#### PROMPT:
Could you print all the entries exactly?

— Start —

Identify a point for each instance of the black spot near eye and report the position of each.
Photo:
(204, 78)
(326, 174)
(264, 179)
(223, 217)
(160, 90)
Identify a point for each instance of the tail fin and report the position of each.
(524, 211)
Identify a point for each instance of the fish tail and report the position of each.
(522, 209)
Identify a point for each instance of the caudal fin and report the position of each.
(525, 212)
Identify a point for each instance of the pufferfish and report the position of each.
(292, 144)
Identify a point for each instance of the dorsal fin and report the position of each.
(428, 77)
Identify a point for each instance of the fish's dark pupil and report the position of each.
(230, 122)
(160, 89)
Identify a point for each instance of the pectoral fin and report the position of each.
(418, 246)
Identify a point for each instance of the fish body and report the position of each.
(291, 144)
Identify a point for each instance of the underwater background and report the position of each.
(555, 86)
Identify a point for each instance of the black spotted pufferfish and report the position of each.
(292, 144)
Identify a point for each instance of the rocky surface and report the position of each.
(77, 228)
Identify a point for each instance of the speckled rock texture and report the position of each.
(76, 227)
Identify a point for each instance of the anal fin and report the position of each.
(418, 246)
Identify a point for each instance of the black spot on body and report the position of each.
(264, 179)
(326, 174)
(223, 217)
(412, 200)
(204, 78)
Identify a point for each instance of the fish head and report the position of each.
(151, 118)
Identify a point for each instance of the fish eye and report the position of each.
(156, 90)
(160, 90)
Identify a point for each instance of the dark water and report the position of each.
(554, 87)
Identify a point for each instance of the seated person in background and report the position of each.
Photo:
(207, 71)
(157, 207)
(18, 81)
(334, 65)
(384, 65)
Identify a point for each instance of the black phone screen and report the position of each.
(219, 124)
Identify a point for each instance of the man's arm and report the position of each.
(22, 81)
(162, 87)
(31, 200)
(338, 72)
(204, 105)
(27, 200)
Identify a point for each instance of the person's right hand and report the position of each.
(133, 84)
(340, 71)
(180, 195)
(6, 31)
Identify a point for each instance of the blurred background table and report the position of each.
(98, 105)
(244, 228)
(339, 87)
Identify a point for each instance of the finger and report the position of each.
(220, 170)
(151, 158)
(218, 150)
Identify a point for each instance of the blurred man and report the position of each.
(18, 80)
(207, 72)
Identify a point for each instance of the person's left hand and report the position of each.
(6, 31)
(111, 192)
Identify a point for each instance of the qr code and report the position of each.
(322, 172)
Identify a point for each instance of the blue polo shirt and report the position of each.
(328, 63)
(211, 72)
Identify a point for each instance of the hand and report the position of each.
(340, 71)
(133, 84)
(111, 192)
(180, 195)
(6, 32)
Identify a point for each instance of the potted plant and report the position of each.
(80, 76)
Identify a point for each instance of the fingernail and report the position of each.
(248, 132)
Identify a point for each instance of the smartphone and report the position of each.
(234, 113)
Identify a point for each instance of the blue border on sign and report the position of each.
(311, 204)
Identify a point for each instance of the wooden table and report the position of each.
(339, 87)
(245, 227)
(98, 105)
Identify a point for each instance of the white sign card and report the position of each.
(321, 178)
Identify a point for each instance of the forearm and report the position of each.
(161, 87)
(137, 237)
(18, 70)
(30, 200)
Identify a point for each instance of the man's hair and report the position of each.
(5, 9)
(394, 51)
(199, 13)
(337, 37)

— End —

#### ANSWER TO THE PROBLEM:
Identify a point for each instance of the black spot near eye and report the position of each.
Photo:
(204, 78)
(326, 174)
(264, 179)
(223, 217)
(160, 90)
Identify a point for each instance of the tail fin and report the position of each.
(524, 211)
Identify a point for each instance of the fish tail and report the position of each.
(522, 209)
Identify a point for each instance of the caudal fin and report the position of each.
(525, 212)
Identify a point for each instance of the pufferfish and report the position of each.
(292, 144)
Identify a point for each instance of the dorsal fin and report the position of each.
(428, 77)
Identify a point for each instance of the fish's dark pupil and report the position of each.
(230, 122)
(160, 89)
Identify a point for each instance of the pectoral fin and report the position of each.
(418, 246)
Identify a point for each instance of the fish body and report the position of each.
(291, 144)
Identify a point for each instance of the underwater background and report the position of each.
(555, 86)
Identify a point for each instance of the black spotted pufferfish and report the position of each.
(292, 144)
Identify a point for each instance of the rocky surface and report the position of each.
(77, 228)
Identify a point for each instance of the speckled rock texture and report the position of each.
(76, 227)
Identify a point for each instance of the anal fin and report the position of each.
(418, 246)
Identify a point for each instance of the black spot on body and report the position of each.
(264, 179)
(326, 174)
(223, 217)
(412, 200)
(204, 78)
Identify a point for each instance of the fish head and report the position of each.
(151, 118)
Identify a point for each instance of the fish eye and report the position of each.
(156, 90)
(160, 90)
Identify a point for each instance of the dark water and report the position of each.
(554, 87)
Identify a point for each instance of the seated person in background and report the position of each.
Photo:
(207, 71)
(157, 207)
(18, 81)
(334, 65)
(384, 65)
Identify a point for each instance of the black phone screen and report the position of each.
(219, 124)
Identify a point for each instance of the man's arm and report the position of each.
(22, 81)
(162, 87)
(31, 200)
(338, 72)
(204, 105)
(27, 200)
Identify a point for each instance of the person's right hand and report the position of each.
(133, 84)
(340, 71)
(180, 195)
(6, 31)
Identify a point for each instance of the blurred background table and report the position of each.
(98, 105)
(244, 228)
(339, 87)
Identify a point for each instance of the finger and report the position of each.
(220, 170)
(151, 158)
(218, 150)
Identify a point for each instance of the blurred man and report the position of each.
(18, 80)
(207, 72)
Identify a point for each instance of the person's left hand and report the position of each.
(6, 31)
(111, 192)
Identify a point for each instance of the qr code and report the position of each.
(322, 172)
Identify a point for each instance of the blue polo shirt and report the position of each.
(328, 63)
(211, 72)
Identify a point for each instance of the hand and report the position of each.
(340, 71)
(133, 84)
(111, 192)
(180, 195)
(6, 32)
Identify a point for each instance of the potted plant and report the position of each.
(80, 76)
Identify a point for each instance of the fingernail and report the position of each.
(248, 132)
Identify a point for each instance of the smartphone and report the position of each.
(234, 113)
Identify a point for each instance of the blue border on sign and report the position of each.
(311, 204)
Identify a point for each instance of the wooden table and report the position of each.
(339, 87)
(245, 227)
(98, 105)
Identify a point for each instance of the white sign card and report the position of each.
(321, 178)
Identify a point for each instance of the forearm and report the position of each.
(161, 87)
(137, 237)
(18, 70)
(30, 200)
Identify a point for each instance of the man's hair and report the position of each.
(5, 9)
(394, 51)
(199, 13)
(337, 37)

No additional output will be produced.